__Exercise goal__: Transcribe the data in full, keeping each line exactly as it appears.
Given data below:
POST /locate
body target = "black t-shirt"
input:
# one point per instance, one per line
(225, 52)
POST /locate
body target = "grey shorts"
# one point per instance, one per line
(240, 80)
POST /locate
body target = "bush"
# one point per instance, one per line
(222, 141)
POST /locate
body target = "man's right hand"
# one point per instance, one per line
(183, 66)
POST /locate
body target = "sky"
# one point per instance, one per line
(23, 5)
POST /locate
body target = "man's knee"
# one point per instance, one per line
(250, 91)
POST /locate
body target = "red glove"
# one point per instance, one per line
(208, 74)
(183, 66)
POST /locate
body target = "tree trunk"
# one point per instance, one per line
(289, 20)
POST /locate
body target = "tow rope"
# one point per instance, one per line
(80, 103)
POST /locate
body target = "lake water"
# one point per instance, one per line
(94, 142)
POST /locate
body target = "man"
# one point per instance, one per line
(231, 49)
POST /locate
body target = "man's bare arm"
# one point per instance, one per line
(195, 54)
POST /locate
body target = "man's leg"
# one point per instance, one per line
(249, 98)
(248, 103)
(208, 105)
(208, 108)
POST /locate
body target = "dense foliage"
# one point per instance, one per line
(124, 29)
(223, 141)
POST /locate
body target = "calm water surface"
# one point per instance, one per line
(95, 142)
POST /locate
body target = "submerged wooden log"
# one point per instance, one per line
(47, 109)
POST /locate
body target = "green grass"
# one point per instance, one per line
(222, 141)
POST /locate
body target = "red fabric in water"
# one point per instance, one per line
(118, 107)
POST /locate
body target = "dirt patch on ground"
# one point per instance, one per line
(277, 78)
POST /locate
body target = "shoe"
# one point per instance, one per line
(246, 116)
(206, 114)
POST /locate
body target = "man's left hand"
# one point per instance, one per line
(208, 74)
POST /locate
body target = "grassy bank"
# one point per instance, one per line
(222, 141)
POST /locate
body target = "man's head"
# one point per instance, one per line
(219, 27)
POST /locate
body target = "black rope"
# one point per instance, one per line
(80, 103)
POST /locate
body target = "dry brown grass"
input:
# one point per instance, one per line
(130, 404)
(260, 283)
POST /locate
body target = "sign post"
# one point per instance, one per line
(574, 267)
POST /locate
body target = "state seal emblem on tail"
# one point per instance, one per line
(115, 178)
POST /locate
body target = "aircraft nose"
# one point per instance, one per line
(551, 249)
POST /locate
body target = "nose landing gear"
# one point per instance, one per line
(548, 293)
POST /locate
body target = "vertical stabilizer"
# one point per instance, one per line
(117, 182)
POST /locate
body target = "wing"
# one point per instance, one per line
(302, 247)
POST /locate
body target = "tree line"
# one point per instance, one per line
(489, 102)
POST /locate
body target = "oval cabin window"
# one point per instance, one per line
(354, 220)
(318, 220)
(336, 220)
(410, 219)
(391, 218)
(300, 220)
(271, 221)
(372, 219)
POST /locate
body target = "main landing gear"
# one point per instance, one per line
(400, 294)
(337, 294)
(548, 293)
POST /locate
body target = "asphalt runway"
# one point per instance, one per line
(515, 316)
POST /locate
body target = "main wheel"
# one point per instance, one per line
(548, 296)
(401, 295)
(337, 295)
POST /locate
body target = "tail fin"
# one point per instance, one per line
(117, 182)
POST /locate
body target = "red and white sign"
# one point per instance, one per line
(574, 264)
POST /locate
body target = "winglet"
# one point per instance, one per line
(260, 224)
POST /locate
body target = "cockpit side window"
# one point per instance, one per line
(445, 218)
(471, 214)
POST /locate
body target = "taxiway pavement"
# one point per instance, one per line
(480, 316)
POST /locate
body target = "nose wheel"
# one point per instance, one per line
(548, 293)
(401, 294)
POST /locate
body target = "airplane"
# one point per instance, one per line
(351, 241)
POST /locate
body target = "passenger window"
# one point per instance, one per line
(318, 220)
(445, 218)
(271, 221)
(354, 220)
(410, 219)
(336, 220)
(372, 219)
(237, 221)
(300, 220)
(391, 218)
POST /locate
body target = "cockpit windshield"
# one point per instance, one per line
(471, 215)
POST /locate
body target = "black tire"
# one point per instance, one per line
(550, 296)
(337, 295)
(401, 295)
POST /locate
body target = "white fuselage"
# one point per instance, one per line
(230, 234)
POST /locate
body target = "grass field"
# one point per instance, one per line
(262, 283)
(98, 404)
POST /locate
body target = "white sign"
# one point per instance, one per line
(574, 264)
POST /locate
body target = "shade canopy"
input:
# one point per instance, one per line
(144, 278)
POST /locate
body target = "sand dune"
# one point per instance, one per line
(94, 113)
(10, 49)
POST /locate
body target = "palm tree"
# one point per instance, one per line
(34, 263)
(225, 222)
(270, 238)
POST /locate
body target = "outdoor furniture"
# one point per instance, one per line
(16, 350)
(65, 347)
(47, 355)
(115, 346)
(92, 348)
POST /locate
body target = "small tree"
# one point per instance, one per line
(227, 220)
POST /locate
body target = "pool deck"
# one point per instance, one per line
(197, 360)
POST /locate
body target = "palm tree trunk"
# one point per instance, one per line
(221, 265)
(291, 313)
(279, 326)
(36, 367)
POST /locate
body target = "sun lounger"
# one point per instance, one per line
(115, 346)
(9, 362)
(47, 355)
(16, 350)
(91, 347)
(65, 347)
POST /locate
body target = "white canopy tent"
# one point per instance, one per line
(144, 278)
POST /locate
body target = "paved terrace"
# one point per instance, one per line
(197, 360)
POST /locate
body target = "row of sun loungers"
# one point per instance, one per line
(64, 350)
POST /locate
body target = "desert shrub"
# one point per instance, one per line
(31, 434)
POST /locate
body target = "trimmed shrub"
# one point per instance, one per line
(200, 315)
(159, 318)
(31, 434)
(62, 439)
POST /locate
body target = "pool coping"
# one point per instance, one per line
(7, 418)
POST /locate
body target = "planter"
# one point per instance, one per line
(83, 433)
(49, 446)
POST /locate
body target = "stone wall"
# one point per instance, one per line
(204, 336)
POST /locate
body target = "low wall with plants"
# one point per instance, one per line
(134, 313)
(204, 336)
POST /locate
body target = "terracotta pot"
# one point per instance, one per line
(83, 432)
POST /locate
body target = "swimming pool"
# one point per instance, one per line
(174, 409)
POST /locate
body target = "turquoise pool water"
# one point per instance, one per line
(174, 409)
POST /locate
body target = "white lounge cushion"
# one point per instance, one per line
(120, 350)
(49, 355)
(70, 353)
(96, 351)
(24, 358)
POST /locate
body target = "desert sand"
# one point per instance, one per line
End of Given data.
__Task response__:
POST /locate
body target = "black t-shirt"
input:
# one point per instance, one per line
(225, 52)
POST /locate
body target = "grey shorts"
# one point per instance, one per line
(240, 80)
POST /locate
body target = "bush"
# one point per instance, one per line
(222, 141)
POST /locate
body target = "man's right hand"
# one point per instance, one per line
(183, 66)
POST /locate
body target = "sky"
# one point per instance, one per line
(23, 5)
POST /locate
body target = "man's knee"
# one point per instance, one per line
(250, 91)
POST /locate
body target = "red glove"
# one point per instance, one per line
(208, 74)
(183, 66)
POST /locate
body target = "tree trunk"
# one point per instance, one per line
(289, 20)
POST /locate
body target = "tow rope"
# one point per instance, one per line
(80, 103)
POST /locate
body target = "lake water"
# one point per instance, one per line
(94, 142)
POST /locate
body target = "man"
# one point per instance, one per line
(231, 49)
POST /locate
body target = "man's bare arm"
# one point per instance, one per line
(195, 54)
POST /locate
body target = "man's leg"
# one point per instance, one per line
(249, 98)
(248, 103)
(208, 105)
(208, 108)
POST /locate
body target = "dense foliage"
# one point per instance, one per line
(124, 29)
(223, 141)
POST /locate
body target = "calm water surface"
# one point per instance, one per line
(95, 142)
POST /locate
body target = "submerged wooden log"
# one point per instance, one per line
(47, 109)
POST /locate
body target = "green grass"
# one point per instance, one per line
(222, 141)
POST /locate
body target = "red fabric in water"
# one point per instance, one per line
(118, 107)
POST /locate
body target = "dirt patch on ground"
# one point per instance, one per line
(277, 78)
POST /locate
body target = "shoe"
# one point per instance, one per line
(246, 116)
(206, 114)
POST /locate
body target = "man's left hand"
# one point per instance, one per line
(208, 74)
POST /locate
body target = "grassy bank"
# one point per instance, one per line
(222, 141)
POST /locate
body target = "man's head"
# one point per instance, one per line
(219, 27)
POST /locate
body target = "black rope"
# one point per instance, one per line
(80, 103)
POST /locate
body target = "dry brown grass"
input:
# one point per instance, one per line
(130, 404)
(260, 283)
POST /locate
body target = "sign post"
# one point per instance, one per line
(574, 267)
POST /locate
body target = "state seal emblem on tail"
# one point per instance, one per line
(115, 178)
POST /locate
body target = "aircraft nose"
# one point per instance, one per line
(551, 249)
POST /locate
body target = "nose landing gear"
# one point per instance, one per line
(548, 293)
POST /locate
body target = "vertical stabilizer"
# one point per instance, one per line
(117, 182)
POST /locate
body target = "wing"
# one point per instance, one per line
(302, 247)
POST /locate
body target = "tree line"
# one point per instance, one per line
(489, 102)
POST /locate
body target = "oval cabin window"
# one point per instance, one per line
(354, 220)
(318, 220)
(336, 220)
(410, 219)
(391, 218)
(300, 220)
(271, 221)
(372, 219)
POST /locate
body target = "main landing gear"
# one point per instance, one per line
(400, 294)
(337, 294)
(548, 293)
POST /locate
body target = "asphalt runway"
# one point per instance, one per line
(515, 316)
POST /locate
body target = "main wheel"
# one point per instance, one per line
(548, 296)
(401, 295)
(337, 295)
POST /locate
body target = "tail fin"
# one point per instance, one per line
(117, 182)
POST /locate
body target = "red and white sign"
# one point per instance, one per line
(574, 264)
POST /locate
body target = "winglet"
# one point per instance, one per line
(260, 224)
POST /locate
body target = "cockpit side window"
# one point per instance, one per line
(445, 218)
(471, 214)
POST /locate
body target = "taxiway pavement"
# one point per instance, one per line
(480, 316)
POST /locate
body target = "nose wheel"
# one point per instance, one per line
(548, 293)
(401, 294)
POST /locate
body target = "airplane"
# one point per instance, one per line
(351, 241)
POST /locate
body target = "passenger window"
# one point per instance, one per line
(318, 220)
(445, 218)
(271, 221)
(354, 220)
(410, 219)
(336, 220)
(372, 219)
(237, 221)
(300, 220)
(391, 218)
POST /locate
body target = "cockpit windshield"
# one point per instance, one per line
(471, 215)
POST /locate
body target = "black tire"
# one point per instance, one per line
(550, 296)
(337, 295)
(401, 295)
POST /locate
body target = "white fuselage"
# one point per instance, one per line
(230, 234)
POST /locate
body target = "grass field"
# one point per instance, one per line
(262, 283)
(98, 404)
POST /locate
body target = "white sign"
# one point per instance, one per line
(574, 264)
POST /locate
body target = "shade canopy"
input:
# one point per instance, one per line
(144, 278)
POST /locate
body target = "sand dune"
# one point per instance, one per line
(94, 113)
(10, 49)
POST /locate
body target = "palm tree"
# one point per instance, one per line
(34, 263)
(225, 222)
(270, 238)
POST /locate
body target = "outdoor furniture"
# one point per instance, one per line
(16, 350)
(65, 347)
(47, 355)
(115, 346)
(92, 348)
POST /locate
body target = "small tree"
# one point per instance, one per line
(227, 220)
POST /locate
body target = "pool deck"
# one point per instance, one per line
(197, 360)
POST /locate
body target = "palm tree trunk"
# one point per instance, one per line
(221, 265)
(291, 313)
(279, 326)
(36, 367)
POST /locate
body target = "sun lounger"
# one point per instance, one per line
(115, 346)
(9, 362)
(47, 355)
(16, 350)
(91, 347)
(65, 347)
POST /locate
body target = "white canopy tent"
# one point per instance, one per line
(144, 278)
POST /locate
body target = "paved terrace"
# one point per instance, one per line
(197, 360)
POST /locate
body target = "row of sun loungers"
# one point per instance, one per line
(64, 350)
POST /locate
body target = "desert shrub"
# one point per instance, one per line
(31, 434)
POST /locate
body target = "trimmed shrub"
# one point per instance, one per line
(200, 315)
(159, 318)
(31, 434)
(62, 439)
POST /locate
body target = "pool coping"
# one point per instance, one per line
(7, 418)
POST /locate
body target = "planter"
# one point per instance, one per line
(83, 433)
(49, 446)
POST /locate
body target = "stone wall"
# one point per instance, one per line
(204, 336)
POST /locate
body target = "low wall with plants"
# one point per instance, one per line
(134, 313)
(204, 336)
POST /locate
body target = "terracotta pot"
# one point per instance, one per line
(83, 432)
POST /locate
body target = "swimming pool"
# one point per instance, one per line
(174, 409)
POST /locate
body target = "turquoise pool water"
# one point per instance, one per line
(174, 409)
POST /locate
body target = "white lounge cushion"
# one point per instance, one per line
(120, 350)
(49, 355)
(70, 353)
(96, 351)
(24, 358)
POST /locate
body target = "desert sand"
# one point per instance, one per line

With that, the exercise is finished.